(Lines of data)
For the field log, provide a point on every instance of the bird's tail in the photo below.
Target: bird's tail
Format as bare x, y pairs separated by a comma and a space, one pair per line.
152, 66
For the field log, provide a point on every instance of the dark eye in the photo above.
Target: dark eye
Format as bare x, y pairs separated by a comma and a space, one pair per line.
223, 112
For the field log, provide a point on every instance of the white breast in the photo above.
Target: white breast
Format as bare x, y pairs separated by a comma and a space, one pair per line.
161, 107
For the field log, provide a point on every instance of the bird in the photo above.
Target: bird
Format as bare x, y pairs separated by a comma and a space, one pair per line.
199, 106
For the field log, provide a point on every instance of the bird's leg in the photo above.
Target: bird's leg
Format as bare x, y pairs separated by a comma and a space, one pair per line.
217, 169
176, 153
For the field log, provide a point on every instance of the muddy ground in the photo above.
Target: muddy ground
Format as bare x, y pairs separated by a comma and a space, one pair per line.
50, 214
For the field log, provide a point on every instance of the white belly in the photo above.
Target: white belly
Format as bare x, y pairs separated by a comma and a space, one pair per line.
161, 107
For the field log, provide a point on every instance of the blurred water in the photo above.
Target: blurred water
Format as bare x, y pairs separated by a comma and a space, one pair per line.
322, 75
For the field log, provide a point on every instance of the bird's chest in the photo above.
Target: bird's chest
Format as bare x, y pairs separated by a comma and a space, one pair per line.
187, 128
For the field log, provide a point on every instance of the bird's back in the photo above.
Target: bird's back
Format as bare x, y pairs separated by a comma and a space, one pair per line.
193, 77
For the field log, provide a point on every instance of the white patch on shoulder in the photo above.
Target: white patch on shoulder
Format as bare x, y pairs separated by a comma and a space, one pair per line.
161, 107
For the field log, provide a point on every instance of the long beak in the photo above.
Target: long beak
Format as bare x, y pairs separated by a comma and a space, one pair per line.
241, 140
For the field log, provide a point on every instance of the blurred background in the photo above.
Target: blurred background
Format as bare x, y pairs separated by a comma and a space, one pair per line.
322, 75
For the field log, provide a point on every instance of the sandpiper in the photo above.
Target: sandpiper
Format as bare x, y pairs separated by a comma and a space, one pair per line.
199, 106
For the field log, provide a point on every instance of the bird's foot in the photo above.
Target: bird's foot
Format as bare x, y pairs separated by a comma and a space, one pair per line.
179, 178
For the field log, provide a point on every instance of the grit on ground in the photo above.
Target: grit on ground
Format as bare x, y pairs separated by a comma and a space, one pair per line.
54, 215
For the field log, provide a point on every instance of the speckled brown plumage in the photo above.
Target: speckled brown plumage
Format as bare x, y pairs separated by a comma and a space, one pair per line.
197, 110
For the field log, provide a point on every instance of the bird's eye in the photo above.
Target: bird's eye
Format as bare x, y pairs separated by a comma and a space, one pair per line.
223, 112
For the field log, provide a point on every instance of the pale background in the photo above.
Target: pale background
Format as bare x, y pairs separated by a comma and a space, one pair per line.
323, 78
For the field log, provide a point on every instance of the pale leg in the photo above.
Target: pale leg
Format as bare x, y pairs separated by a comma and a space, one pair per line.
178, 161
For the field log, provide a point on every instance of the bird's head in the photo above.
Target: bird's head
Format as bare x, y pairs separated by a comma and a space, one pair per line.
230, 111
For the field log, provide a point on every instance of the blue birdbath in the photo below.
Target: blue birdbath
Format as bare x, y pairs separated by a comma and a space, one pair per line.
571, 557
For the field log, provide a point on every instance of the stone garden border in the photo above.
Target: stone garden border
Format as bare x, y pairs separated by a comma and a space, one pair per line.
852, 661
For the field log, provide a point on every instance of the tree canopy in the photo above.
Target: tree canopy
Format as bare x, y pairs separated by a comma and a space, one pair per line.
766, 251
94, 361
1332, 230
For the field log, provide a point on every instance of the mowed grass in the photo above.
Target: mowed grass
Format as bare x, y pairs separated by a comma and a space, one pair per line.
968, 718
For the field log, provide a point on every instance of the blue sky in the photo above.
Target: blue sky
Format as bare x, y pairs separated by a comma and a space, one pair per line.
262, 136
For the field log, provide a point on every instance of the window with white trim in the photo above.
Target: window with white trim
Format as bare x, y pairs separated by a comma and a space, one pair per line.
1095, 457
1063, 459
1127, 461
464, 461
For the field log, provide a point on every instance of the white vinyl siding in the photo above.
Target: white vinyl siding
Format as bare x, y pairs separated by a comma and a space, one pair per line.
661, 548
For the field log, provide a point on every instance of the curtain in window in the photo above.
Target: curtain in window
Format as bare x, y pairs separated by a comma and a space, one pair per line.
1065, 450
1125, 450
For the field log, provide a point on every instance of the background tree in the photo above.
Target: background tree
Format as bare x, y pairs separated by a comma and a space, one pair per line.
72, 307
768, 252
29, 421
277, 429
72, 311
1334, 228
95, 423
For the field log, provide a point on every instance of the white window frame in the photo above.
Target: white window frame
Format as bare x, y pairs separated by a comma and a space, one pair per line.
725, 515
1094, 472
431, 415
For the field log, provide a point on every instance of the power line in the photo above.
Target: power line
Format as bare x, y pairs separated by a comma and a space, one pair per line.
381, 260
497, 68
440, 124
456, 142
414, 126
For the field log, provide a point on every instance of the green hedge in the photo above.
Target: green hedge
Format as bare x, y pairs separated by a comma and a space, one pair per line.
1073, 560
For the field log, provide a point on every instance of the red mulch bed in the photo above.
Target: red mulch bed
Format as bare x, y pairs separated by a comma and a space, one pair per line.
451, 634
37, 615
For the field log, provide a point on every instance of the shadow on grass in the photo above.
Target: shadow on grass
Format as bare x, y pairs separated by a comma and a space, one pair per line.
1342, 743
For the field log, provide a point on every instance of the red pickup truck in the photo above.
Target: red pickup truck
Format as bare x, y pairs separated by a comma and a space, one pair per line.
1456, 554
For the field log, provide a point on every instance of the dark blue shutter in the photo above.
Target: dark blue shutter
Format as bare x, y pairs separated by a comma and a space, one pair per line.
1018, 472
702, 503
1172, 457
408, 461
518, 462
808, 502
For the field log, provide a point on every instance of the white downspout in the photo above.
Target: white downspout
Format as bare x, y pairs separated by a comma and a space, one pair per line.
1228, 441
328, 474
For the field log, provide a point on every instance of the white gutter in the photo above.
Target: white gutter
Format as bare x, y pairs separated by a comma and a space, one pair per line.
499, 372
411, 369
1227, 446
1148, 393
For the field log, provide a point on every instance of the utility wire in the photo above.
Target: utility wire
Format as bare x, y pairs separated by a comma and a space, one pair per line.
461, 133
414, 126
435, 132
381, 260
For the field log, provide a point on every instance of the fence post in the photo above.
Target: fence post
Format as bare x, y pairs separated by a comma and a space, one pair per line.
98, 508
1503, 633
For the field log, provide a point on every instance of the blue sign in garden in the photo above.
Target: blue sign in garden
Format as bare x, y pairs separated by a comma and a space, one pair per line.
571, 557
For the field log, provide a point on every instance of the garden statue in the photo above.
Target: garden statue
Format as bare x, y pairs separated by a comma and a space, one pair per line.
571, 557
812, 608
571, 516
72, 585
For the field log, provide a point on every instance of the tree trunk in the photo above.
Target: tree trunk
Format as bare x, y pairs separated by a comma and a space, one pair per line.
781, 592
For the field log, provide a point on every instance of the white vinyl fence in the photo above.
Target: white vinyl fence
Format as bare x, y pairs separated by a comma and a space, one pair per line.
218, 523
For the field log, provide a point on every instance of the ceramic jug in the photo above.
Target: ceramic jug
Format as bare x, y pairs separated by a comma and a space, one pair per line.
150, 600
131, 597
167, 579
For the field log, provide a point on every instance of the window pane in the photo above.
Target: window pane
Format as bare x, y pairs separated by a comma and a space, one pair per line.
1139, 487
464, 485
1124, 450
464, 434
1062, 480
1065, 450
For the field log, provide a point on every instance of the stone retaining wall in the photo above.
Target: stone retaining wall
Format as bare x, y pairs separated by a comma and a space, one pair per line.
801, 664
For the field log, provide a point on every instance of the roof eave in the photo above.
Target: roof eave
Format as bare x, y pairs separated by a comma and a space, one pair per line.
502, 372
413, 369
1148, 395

» **What you should do**:
Reproduce the records word for word, starting at the line that contains "pane in the photo above." and ending at the final line of the records.

» **Complete answer**:
For the field log, provide a point on every instance of the window pane in the photo above.
Target: window pane
Format as bare x, y pairs separated by a comma and a space, one pair per line.
1139, 487
464, 485
1124, 450
464, 434
1062, 480
1065, 450
For the field log, provide a point on every instance of the stone retaining wall in the photo above.
Target: stone retaining wall
Format as bare x, y pairs separated by a comma and a space, one pair per line.
801, 664
For the field log, provide a point on every instance of the roof eave in the photo above.
Target: roof eave
Format as bare x, y pairs separated by a comma and a space, one pair per line.
502, 372
413, 369
1148, 395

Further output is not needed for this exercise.